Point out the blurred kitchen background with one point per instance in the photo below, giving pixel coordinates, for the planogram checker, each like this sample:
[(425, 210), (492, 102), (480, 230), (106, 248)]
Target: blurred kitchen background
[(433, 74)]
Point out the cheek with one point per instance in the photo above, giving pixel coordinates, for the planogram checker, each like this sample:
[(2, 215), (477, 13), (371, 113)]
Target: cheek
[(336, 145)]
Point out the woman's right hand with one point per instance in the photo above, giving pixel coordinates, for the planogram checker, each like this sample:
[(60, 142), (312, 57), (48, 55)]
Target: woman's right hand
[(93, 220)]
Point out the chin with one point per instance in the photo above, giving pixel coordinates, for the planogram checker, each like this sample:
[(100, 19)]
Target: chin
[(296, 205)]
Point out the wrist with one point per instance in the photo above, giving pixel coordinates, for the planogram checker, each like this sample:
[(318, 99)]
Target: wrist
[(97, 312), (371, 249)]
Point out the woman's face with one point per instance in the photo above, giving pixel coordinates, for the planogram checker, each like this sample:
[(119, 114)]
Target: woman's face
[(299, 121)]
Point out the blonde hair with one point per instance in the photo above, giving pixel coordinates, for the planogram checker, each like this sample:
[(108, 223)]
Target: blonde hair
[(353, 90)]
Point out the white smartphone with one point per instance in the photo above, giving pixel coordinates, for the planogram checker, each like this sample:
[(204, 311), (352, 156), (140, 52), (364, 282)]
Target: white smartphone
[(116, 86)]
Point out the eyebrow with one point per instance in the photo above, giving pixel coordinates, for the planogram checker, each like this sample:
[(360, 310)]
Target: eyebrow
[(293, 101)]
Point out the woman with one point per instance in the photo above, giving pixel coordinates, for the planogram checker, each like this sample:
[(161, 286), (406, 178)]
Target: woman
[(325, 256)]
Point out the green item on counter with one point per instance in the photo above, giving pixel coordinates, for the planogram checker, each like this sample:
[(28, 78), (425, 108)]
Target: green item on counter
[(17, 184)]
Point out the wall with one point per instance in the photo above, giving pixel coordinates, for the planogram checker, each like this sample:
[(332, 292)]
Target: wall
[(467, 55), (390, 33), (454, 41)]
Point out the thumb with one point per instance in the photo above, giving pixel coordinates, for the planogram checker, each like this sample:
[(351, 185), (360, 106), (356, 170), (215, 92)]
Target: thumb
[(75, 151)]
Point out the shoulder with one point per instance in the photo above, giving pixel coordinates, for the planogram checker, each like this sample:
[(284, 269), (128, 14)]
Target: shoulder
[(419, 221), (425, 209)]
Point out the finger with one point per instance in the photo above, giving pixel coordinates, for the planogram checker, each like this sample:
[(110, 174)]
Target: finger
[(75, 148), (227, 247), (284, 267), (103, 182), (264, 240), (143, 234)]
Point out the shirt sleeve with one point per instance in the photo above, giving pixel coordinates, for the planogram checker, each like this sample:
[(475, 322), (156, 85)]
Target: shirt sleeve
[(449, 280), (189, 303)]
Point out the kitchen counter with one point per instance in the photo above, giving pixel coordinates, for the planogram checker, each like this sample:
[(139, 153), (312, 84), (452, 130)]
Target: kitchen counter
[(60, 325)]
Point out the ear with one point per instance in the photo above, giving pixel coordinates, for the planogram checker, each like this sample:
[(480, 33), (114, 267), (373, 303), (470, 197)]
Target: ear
★ ★ ★ ★ ★ ★ ★
Given exercise: Reproduce every line above word for word, from the first to the last.

Result for this task:
Point out the blurred kitchen background with one point per instance in the photo below, giving pixel coordinates, for the planogram checker, each like this sample:
[(425, 210), (492, 102), (480, 230), (106, 248)]
Target: blurred kitchen background
[(433, 74)]
Point out the cheek with one point per instance in the photo above, giving pixel coordinates, for the planogram checker, each like this sample:
[(2, 215), (477, 13), (371, 113)]
Target: cheek
[(336, 145)]
Point out the woman's right hand with one point per instance in the photo above, giving pixel coordinates, for the planogram checker, each like this sample:
[(60, 142), (312, 57), (48, 55)]
Target: woman's right hand
[(93, 220)]
Point out the chin with one point per instance in the photo above, giving pixel coordinates, for the planogram checker, each like this sample:
[(100, 19)]
Target: chin
[(296, 205)]
Point out the wrist with one point per instance in the photo above, giving pixel coordinates, for the planogram checker, each like this sample:
[(318, 99)]
Target: wrist
[(97, 312), (371, 249)]
Point out the woman's face with one point per instance in the photo above, giving pixel coordinates, for the planogram checker, each like this sample:
[(119, 114)]
Target: woman's face
[(299, 121)]
Point out the blonde hair with one point per instance in the photo above, giving pixel coordinates, for the planogram checker, each like this sample:
[(108, 223)]
Target: blonde hair
[(353, 90)]
Point out the white smartphone with one point per instance in the photo above, giving pixel coordinates, for the planogram checker, each like this sample:
[(204, 311), (352, 156), (140, 52), (364, 282)]
Target: white smartphone
[(116, 86)]
Point out the eyebrow with one point per instance in the photo above, giving pixel coordinates, for the planogram checker, each like this sample:
[(360, 310)]
Target: eyebrow
[(293, 101)]
Point out the woman with one point per instance in the photo above, giving pixel coordinates, for the planogram checker, each like this sample:
[(161, 286), (406, 178)]
Target: woman
[(325, 256)]
Point out the green item on counter with one point per instance in the photo above, giving pixel coordinates, for the planogram checker, each like this sample:
[(28, 78), (425, 108)]
Target: green item on counter
[(17, 184)]
Point out the wall with one point per instance in the photo above, giving pixel coordinates, for the planogram checker, each like this sample:
[(332, 292)]
Target: wall
[(467, 55), (390, 33), (454, 41)]
Point out the thumb with one point per instance in the photo above, giving pixel coordinates, for the planogram checker, each like this sample:
[(351, 185), (360, 106), (356, 170), (215, 92)]
Target: thumb
[(75, 151)]
Point out the shoulder with one point per instance in the photo above, giving pixel coordinates, for the planogram checker, each like this sample:
[(284, 269), (128, 14)]
Target: shoulder
[(419, 221), (425, 209)]
Point out the finger with one point per instance in the photo above, giving pixel coordinates, for the planogram checker, each like this sample:
[(110, 174)]
Target: finger
[(75, 148), (227, 247), (284, 267), (103, 182), (264, 240), (143, 234)]
Point out the shirt sleeve with one point per instance in the photo above, giving pixel coordinates, for the planogram checker, each like this sample:
[(475, 322), (156, 85)]
Target: shirt sleeve
[(449, 280), (189, 303)]
Point out the kitchen counter with one point per instance in the photo above, giving pixel coordinates, for the planogram checker, each like this sample:
[(139, 153), (312, 84), (452, 130)]
Target: kitchen counter
[(60, 325)]
Point out the ear with one point per instance in the photo above, giving pixel coordinates, for the planogram checker, each like this sample:
[(480, 33), (114, 267), (373, 303), (470, 197)]
Target: ear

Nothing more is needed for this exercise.